**REQUIRED TASKS**
(a) Could you retype, word for word, the part of the regression homework assignment starting with "This question uses" and going on through "suffered from stroke."?
(b) Can you continue the regression homework assignment, picking up after its last line?

Create a histogram for rate. Describe its distribution shapes.

Part k

Using the above histogram, and Tukey’s ladder of transformations, discuss the range of transformations that will be appropriate for Rate. Explain your reasoning.

Then use gladder() to decide on two possible transformations. Explain your reasoning.

Note: questions below will ask about model fit with the transformations. For now, just explain why you chose the two that you did.

Part l

Add the two rate transformations you chose above to the dataset. You do not need to print any output, just make sure the code is visible.

Part m

Create scatterplots using two transformed rates and age. Discuss if either transformation potentially improves the model fit. Explain why or why not. Note: including lines will help!

Part n

Using one of the transoformed outcomes, fit the regression model, display the regression table, and write out the fitted regression line.

Part o

Assess the normality of the model’s fitted residuals by creating QQ plot of the residuals. Does the transformation improve the QQ plot?

Part p

Create a residual plot using ggplot and the residuals. Discuss what this means in the context of our model assumptions. Does the transformation improve our model assumptions?

Part q

Between the model with the untransformed outcome and the transformed outcome, which would you recommend using for analysis? (Hint: there are pros and cons to both models)

Question 2

This question uses the same dataset as HW 2, question 1.

This question is based on data collected as part of an observational study of patients who suffered from stroke.

Dataset: The main goal was to study various psychological factors: optimism, fatalism, depression, spirituality, and their relationship with stroke severity and other health outcomes among the study participants. Data were collected using questionnaires during a baseline interview and also medical chart review. More information about this study can be found in the article Fatalism, optimism, spirituality, depressive symptoms and stroke outcome: a population based analysis.

The dataset that you will work with is called completedata.sas7bdat. The two variables we are interested in are:

Covariate 1: Fatalism (larger values indicate that the individual feels less control of their life)
- Potential scores range from 8 to 40
Covariate 2: Optimism (larger values indicate that the individual feels higher levels of optimism)
- Potential scores range from 6 to 24
Covariate 3: Spirituality (larger values indicate that the individual has more belief in a higher power)

**MATERIAL PROVIDED**

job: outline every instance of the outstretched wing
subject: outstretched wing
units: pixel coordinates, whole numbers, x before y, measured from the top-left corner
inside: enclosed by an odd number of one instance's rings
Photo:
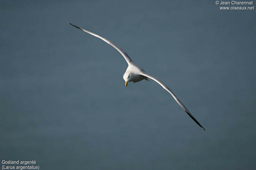
[[[199,126],[200,126],[205,131],[205,129],[204,128],[204,127],[203,127],[202,126],[202,125],[201,125],[200,123],[199,122],[198,122],[198,121],[197,121],[197,120],[196,120],[196,118],[195,118],[193,116],[193,115],[192,115],[192,114],[190,113],[189,111],[188,111],[188,109],[187,108],[186,108],[185,106],[184,106],[184,105],[183,104],[183,103],[182,103],[179,100],[179,99],[178,98],[178,97],[177,97],[172,92],[172,90],[171,90],[171,89],[170,89],[167,86],[164,84],[164,83],[163,83],[161,81],[159,80],[159,79],[158,79],[157,78],[156,78],[154,77],[151,76],[150,75],[148,74],[146,74],[146,73],[141,73],[141,74],[143,75],[144,75],[144,76],[145,76],[146,77],[148,77],[150,79],[151,79],[153,80],[156,81],[159,84],[161,85],[161,86],[162,87],[163,87],[163,88],[164,89],[167,90],[167,91],[169,92],[169,93],[170,94],[171,94],[171,95],[172,96],[172,97],[173,97],[174,99],[175,99],[175,100],[176,100],[176,101],[177,102],[178,102],[178,103],[179,103],[180,105],[180,106],[182,108],[182,109],[183,109],[184,110],[185,110],[185,111],[186,112],[186,113],[187,113],[188,115],[188,116],[189,116],[189,117],[191,117],[192,118],[192,119],[193,119],[194,121],[195,121],[196,122],[196,123],[197,124],[198,124],[199,125]]]
[[[120,53],[121,53],[121,54],[122,54],[122,55],[123,55],[123,56],[124,58],[124,59],[126,60],[126,62],[127,62],[127,63],[128,63],[128,64],[129,64],[130,63],[133,63],[132,60],[131,59],[131,58],[130,58],[130,57],[129,57],[129,56],[128,55],[128,54],[124,52],[124,50],[123,50],[122,49],[121,49],[121,48],[119,47],[118,47],[118,46],[115,44],[114,43],[113,43],[109,40],[107,39],[106,39],[103,37],[102,37],[101,36],[100,36],[98,35],[97,35],[96,34],[95,34],[93,32],[90,32],[89,31],[86,30],[85,30],[83,29],[83,28],[81,28],[80,27],[75,25],[72,24],[71,24],[68,21],[67,21],[67,22],[68,22],[68,23],[69,24],[72,26],[74,26],[77,28],[78,28],[79,30],[81,30],[83,31],[84,31],[85,32],[87,32],[87,33],[89,33],[91,35],[92,35],[93,36],[95,36],[96,37],[98,37],[99,38],[101,39],[104,41],[106,42],[108,44],[112,47],[116,48],[116,49],[118,51],[118,52]]]

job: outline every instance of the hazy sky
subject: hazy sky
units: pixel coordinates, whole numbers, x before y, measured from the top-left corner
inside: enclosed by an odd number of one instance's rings
[[[185,1],[1,1],[1,160],[254,169],[256,10]],[[125,88],[121,54],[66,21],[122,48],[206,131],[153,81]]]

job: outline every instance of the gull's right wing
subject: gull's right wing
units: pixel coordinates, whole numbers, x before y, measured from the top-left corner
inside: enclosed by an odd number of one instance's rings
[[[95,36],[96,37],[98,37],[98,38],[101,39],[104,41],[105,41],[108,44],[112,47],[115,48],[118,51],[118,52],[120,53],[121,53],[121,54],[122,54],[122,55],[123,55],[123,56],[124,57],[124,59],[126,60],[126,61],[127,62],[127,63],[128,63],[128,64],[129,64],[130,63],[133,63],[132,60],[131,59],[131,58],[130,58],[130,57],[129,57],[129,56],[128,55],[128,54],[126,54],[126,53],[125,53],[124,50],[123,50],[121,48],[119,47],[118,47],[118,46],[115,44],[114,43],[113,43],[109,40],[103,37],[102,37],[101,36],[100,36],[98,35],[97,35],[96,34],[95,34],[93,32],[90,32],[89,31],[86,30],[84,30],[84,29],[83,29],[83,28],[81,28],[80,27],[75,25],[72,24],[71,24],[68,21],[67,21],[67,22],[68,22],[68,23],[69,24],[72,26],[75,27],[77,28],[78,28],[79,30],[81,30],[83,31],[84,31],[85,32],[87,32],[91,35],[92,35],[93,36]]]

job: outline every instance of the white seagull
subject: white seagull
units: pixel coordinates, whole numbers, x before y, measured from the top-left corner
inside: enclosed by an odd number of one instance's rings
[[[132,81],[134,83],[135,83],[140,81],[143,80],[149,81],[148,78],[152,79],[154,81],[156,81],[156,82],[161,85],[164,89],[169,92],[169,93],[171,94],[171,95],[174,98],[175,100],[178,102],[180,105],[184,110],[186,113],[188,114],[188,116],[189,116],[199,126],[202,128],[205,131],[205,129],[204,128],[204,127],[201,125],[200,123],[198,122],[198,121],[196,119],[196,118],[193,116],[193,115],[190,113],[189,111],[188,111],[188,110],[185,106],[183,104],[183,103],[182,103],[178,97],[176,96],[174,94],[167,86],[164,84],[163,82],[157,78],[155,77],[153,77],[146,73],[146,72],[145,72],[143,69],[134,64],[133,61],[132,61],[130,57],[129,57],[129,56],[128,55],[128,54],[126,54],[126,53],[120,47],[114,44],[109,40],[101,36],[100,36],[96,34],[95,34],[93,32],[92,32],[89,31],[76,26],[68,21],[67,21],[67,22],[72,26],[102,39],[106,42],[115,48],[121,53],[123,57],[124,58],[124,59],[126,60],[127,63],[128,63],[128,67],[127,67],[125,72],[124,73],[124,76],[123,76],[124,80],[124,81],[125,82],[125,85],[126,87],[127,87],[127,85],[128,84],[128,82],[129,81]]]

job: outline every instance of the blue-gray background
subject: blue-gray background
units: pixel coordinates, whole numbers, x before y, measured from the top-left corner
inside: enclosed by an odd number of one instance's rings
[[[255,11],[215,1],[1,1],[0,158],[42,169],[252,169]],[[157,77],[124,86],[115,49]]]

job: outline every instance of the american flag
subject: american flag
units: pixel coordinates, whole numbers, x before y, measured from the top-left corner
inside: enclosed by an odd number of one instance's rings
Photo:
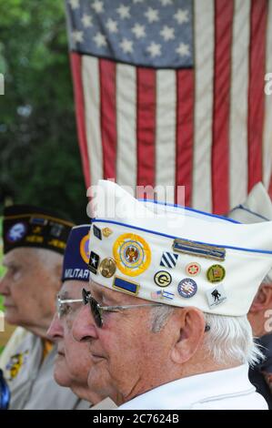
[[[67,0],[86,186],[185,185],[227,213],[272,193],[271,0]]]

**TASK RESPONSES**
(a)
This question uses the same dataset as HW 2, question 1.

This question is based on data collected as part of an observational study of patients who suffered from stroke.

(b)
- Potential scores range from 2 to 8
Outcome: Depression (larger values imply increased depression)
- Potential scores range from 0 to 27

For our homework purposes we will assume each variable is continuous.

dep_df = read_sas(here("./homework/data/completedata.sas7bdat"))

Part a

Fit the regression model with all the covariates (Fatalism, Optimism, Spirituality), display the regression table, and write out the fitted regression line.

Part b

Interpret each coefficient (\(\beta_0\), \(\beta_1\), \(\beta_2\), \(\beta_3\)).

Does the intercept make sense for the range of values that each covariate can take? Explain.

Part c

Recall in Homework 2, we ran a simple linear regression model for Depression vs. Fatalism with the following interpretation for the coefficient: For every 1 point higher fatalism score, there is an expected difference of 0.25 points higher depression score (95%CI: 0.17, 0.32).

Does the addition of Optimism and Spirituality change our coefficient estimate for Fatalism? (No need for an official hypothesis test here. I just want us to note some differences.)

Part d

From the fitted regression model, calculate the regression line when Optimism score is 10 and Spirituality score is 6.

Part e

Does at least one of the covariates contribute significantly to the prediction of Depression? (Note: this is an overall test. Please follow the hypothesis test steps. To complete step 4-6, simply output your ANOVA table.)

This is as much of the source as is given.